CHAPTER V.

MAKING THE GAS TO BURN THE GENERATOR.

In towns supplied with illuminating gas it is a comparatively simple operation to burn the lead lining for the generator, but for the convenience of those who cannot obtain gas it is necessary to give some method by which the generator can be burned. The method described will answer for illuminating gas as well as for gasoline.

To generate gas from gasoline is a simple operation. To do this, take a common 1-gallon oil can, remove the top of can screw and punch a ¼-inch hole in the center of it. Then make a tube of tin that will pass through this hole, sufficiently long to extend half way to the bottom and project 2 inches outside of can screw, and solder this tube in place. This projecting tube is for the purpose of connecting to the air holder. Remove the spout of the can and replace it with one to which the hose can be connected. Now fill the can two-thirds full of gasoline, but not full enough to cover the gas outlet, else it would be likely to force gasoline out instead of gas.

After this is done, screw the can screw in place, the long end of the tube extending into the gasoline, as shown in _j_, Fig. 9. A hose connection is now to be made with an air holder. As it is necessary to have an air holder both for this process and the hydrogen gas process, methods will be described for making air holders which can be used for either.

Air Holders.

Different lead burners have different views on this subject. Some prefer the bellows, with a contained air holder; some the air holder built like a gasometer, while others use an air holder similar to the generator in construction. These all have their advantages. For my part, I own and use all three.

The advantage of the bellows is that it can be easily transported and does the work perfectly, but it requires constant pumping, which soon tires the helper, and for that reason could not be used on jobs requiring more than four or five hours' labor.

The gasometer style of air holder is the easiest to use, if one does not employ a helper and has a large amount of work to do. The pressure can be regulated to suit the work by placing one or more weights upon it until the desired pressure is obtained. It does not require pumping up more than three or four times a day, which is its principal virtue. It is a perfect shop apparatus. Its disadvantage is that it requires a large quantity of water to fill it, which is not always available, and when full it is so heavy that it requires a truck to move it around.

By far the best air holder is the one shown as part of the apparatus in Fig. 9, and illustrated separately in Fig. 10. This only requires a few pails of water to fill it, and the exact pressure of the gas can be had by building it the same hight as the hydrogen gas generator. It does not require constant pumping, and I recommend this air holder for general use, as possessing more advantages, with less trouble, than any other air holder in use. However, all three will be described, and the beginner can make the one most suited to the material available.

Air Holder No. 1.

The beginner will notice in Fig. 10 that this air holder is so constructed that it gets its air pressure direct from the head of water, and also that this pressure can be varied by making the connecting piece of pipe longer or shorter, as may be desired. Of course, the pressure will vary slightly as the water descends into the air chamber, but not enough to make it objectionable, as it will be the helper's duty to watch the water line and renew pumping as often as the water falls below a certain point.

--------

■ Given exercise 1
In the rows, switch "nose cone" to "radome" and give back only the lines that begin with the one containing "Place one point on every instance of the aircraft nose" and end after the one containing "[(800, 561)]". Leave everything else in those lines unchanged.

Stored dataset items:

--------

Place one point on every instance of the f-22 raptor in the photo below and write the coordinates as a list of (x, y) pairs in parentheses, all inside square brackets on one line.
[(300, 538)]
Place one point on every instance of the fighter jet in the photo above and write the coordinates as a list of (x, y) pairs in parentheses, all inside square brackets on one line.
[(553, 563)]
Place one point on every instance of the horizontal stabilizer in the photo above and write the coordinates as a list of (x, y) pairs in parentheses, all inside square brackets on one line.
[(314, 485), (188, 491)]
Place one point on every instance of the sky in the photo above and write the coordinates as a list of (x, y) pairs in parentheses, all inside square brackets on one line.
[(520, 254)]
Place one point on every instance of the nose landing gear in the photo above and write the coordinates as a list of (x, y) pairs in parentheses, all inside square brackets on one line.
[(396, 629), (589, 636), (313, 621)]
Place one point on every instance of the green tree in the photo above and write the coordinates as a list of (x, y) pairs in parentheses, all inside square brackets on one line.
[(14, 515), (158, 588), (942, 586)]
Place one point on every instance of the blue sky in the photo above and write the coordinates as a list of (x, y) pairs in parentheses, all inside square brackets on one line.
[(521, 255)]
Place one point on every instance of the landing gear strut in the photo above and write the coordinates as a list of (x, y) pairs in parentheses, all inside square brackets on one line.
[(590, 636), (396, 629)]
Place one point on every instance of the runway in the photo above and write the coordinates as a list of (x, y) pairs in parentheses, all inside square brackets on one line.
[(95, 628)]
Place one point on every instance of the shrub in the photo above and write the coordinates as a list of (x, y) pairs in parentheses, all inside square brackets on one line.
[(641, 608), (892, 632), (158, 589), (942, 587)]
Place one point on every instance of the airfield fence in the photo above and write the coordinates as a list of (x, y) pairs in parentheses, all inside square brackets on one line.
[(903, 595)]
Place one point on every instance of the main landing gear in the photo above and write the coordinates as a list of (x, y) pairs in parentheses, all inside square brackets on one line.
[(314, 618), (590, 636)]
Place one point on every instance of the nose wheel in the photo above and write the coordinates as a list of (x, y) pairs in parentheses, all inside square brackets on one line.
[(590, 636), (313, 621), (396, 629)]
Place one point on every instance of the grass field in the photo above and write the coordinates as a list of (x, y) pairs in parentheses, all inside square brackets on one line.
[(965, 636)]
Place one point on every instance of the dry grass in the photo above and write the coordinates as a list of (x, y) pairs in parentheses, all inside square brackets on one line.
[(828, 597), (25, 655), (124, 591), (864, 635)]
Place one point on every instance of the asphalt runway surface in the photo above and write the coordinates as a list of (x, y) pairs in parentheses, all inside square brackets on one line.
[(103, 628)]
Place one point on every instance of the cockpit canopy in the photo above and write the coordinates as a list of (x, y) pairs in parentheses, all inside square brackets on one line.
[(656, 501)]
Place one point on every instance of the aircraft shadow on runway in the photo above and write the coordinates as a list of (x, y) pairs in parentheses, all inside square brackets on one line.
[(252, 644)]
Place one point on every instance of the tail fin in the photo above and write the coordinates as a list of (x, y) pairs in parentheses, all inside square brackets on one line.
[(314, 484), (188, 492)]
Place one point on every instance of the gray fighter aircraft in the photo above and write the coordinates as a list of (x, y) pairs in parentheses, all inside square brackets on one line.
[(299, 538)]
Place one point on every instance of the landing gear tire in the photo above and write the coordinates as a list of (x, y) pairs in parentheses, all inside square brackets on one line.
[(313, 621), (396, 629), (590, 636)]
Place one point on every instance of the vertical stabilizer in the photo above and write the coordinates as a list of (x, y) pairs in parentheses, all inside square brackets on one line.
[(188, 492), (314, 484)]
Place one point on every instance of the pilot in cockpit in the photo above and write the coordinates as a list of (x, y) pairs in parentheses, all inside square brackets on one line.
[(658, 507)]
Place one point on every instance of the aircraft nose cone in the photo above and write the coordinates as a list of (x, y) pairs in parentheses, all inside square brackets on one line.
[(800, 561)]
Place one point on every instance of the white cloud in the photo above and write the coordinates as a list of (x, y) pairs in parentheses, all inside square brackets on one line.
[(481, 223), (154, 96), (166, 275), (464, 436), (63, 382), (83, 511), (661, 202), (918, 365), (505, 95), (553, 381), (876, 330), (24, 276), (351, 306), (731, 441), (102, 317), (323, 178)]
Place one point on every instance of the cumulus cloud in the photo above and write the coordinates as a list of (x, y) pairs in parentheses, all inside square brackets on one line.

--------

■ Given exercise 2
Set down a word-for-word copy of the lead-burning chapter, starting at the words "The gasometer style" and stopping after the words "move it around.".

■ Written solution 1
Place one point on every instance of the aircraft radome in the photo above and write the coordinates as a list of (x, y) pairs in parentheses, all inside square brackets on one line.
[(800, 561)]

■ Written solution 2
The gasometer style of air holder is the easiest to use, if one does not employ a helper and has a large amount of work to do. The pressure can be regulated to suit the work by placing one or more weights upon it until the desired pressure is obtained. It does not require pumping up more than three or four times a day, which is its principal virtue. It is a perfect shop apparatus. Its disadvantage is that it requires a large quantity of water to fill it, which is not always available, and when full it is so heavy that it requires a truck to move it around.